§ Set exercise
Return every one of the lines below unchanged, character for character.

§ Data listing
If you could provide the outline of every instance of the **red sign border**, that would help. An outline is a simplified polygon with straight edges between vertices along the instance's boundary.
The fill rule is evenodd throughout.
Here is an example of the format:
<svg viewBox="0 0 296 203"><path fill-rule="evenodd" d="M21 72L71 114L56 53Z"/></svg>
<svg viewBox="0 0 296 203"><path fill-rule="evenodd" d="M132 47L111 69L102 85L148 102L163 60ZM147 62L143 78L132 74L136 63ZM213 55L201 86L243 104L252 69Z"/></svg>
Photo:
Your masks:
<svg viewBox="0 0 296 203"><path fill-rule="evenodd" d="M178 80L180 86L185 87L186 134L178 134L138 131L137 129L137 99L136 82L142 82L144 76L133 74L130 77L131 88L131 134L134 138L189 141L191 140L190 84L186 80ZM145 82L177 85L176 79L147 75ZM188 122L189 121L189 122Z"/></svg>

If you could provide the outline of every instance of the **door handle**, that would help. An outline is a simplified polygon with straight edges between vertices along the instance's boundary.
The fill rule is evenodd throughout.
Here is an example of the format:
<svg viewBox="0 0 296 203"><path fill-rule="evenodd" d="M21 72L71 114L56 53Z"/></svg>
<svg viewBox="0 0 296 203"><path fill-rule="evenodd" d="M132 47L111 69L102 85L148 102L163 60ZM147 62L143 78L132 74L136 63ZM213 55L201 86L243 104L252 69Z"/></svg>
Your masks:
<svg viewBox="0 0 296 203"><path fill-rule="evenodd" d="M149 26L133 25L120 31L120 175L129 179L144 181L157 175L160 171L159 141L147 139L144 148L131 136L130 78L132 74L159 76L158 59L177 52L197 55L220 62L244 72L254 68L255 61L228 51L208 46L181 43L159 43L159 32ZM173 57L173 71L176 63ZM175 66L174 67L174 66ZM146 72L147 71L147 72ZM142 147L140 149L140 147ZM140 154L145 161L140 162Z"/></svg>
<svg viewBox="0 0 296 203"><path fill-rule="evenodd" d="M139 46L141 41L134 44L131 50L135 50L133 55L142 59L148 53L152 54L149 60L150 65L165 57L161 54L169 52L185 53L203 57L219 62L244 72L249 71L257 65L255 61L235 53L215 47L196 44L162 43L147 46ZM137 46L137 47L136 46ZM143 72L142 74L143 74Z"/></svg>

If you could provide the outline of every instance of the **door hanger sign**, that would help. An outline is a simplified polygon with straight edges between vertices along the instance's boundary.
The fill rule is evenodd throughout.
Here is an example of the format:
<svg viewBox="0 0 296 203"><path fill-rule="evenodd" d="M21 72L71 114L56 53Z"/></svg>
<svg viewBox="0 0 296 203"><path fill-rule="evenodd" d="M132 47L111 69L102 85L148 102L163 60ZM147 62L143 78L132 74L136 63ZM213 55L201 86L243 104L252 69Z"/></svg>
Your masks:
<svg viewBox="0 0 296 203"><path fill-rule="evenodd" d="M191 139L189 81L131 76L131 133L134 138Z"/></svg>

§ Written solution
If you could provide the outline of every instance of the **red sign border**, that would help. An outline is a simplified polygon with straight edges between vertices along the instance's boundary.
The fill rule is evenodd throughout.
Here is an example of the format:
<svg viewBox="0 0 296 203"><path fill-rule="evenodd" d="M21 72L71 114L56 53Z"/></svg>
<svg viewBox="0 0 296 203"><path fill-rule="evenodd" d="M132 47L111 69L102 85L148 102L163 60ZM147 62L143 78L132 74L136 63ZM213 55L201 86L243 104L252 69Z"/></svg>
Photo:
Your masks:
<svg viewBox="0 0 296 203"><path fill-rule="evenodd" d="M178 80L180 86L185 87L186 134L178 134L138 131L137 129L137 99L136 82L142 82L144 76L133 74L130 77L131 88L131 134L134 138L189 141L191 140L190 84L186 80ZM145 82L177 85L176 79L147 75ZM188 122L189 121L189 122Z"/></svg>

If you could provide the outline of every instance of the **door handle**, that would help. An outline is a simplified polygon with straight edges between vertices along the instance's boundary.
The fill rule is evenodd throughout.
Here is an example of the format:
<svg viewBox="0 0 296 203"><path fill-rule="evenodd" d="M21 72L71 114L56 53Z"/></svg>
<svg viewBox="0 0 296 203"><path fill-rule="evenodd" d="M132 47L111 69L102 85L148 102L163 60ZM147 62L143 78L132 74L136 63ZM213 55L201 86L243 104L252 69Z"/></svg>
Your masks:
<svg viewBox="0 0 296 203"><path fill-rule="evenodd" d="M149 26L133 25L120 31L120 175L129 179L144 181L157 175L160 171L159 141L147 139L144 148L131 136L130 78L132 74L159 76L158 59L177 52L197 55L220 62L244 72L254 68L255 61L228 51L208 46L181 43L159 43L159 32ZM173 57L173 71L176 63ZM175 66L174 67L174 66ZM146 72L147 71L147 72ZM142 147L140 149L140 147ZM140 154L145 161L140 162Z"/></svg>
<svg viewBox="0 0 296 203"><path fill-rule="evenodd" d="M139 46L141 41L134 44L131 50L135 50L133 55L142 59L148 53L152 54L149 60L150 65L165 57L161 54L169 52L185 53L203 57L219 62L244 72L249 71L257 65L255 61L235 53L215 47L196 44L162 43L147 46ZM137 46L137 47L136 46ZM143 72L142 74L143 74Z"/></svg>

If you could provide the outline of every instance of the **door hanger sign**, that would help. An outline is a simplified polygon with straight edges between vertices along the instance's boundary.
The fill rule is evenodd throughout.
Here is an example of the format:
<svg viewBox="0 0 296 203"><path fill-rule="evenodd" d="M21 72L71 114L56 53Z"/></svg>
<svg viewBox="0 0 296 203"><path fill-rule="evenodd" d="M132 47L111 69L102 85L148 102L163 60ZM147 62L143 78L132 74L136 63ZM213 55L201 86L243 104L252 69Z"/></svg>
Your masks:
<svg viewBox="0 0 296 203"><path fill-rule="evenodd" d="M191 139L189 81L131 76L131 133L134 138Z"/></svg>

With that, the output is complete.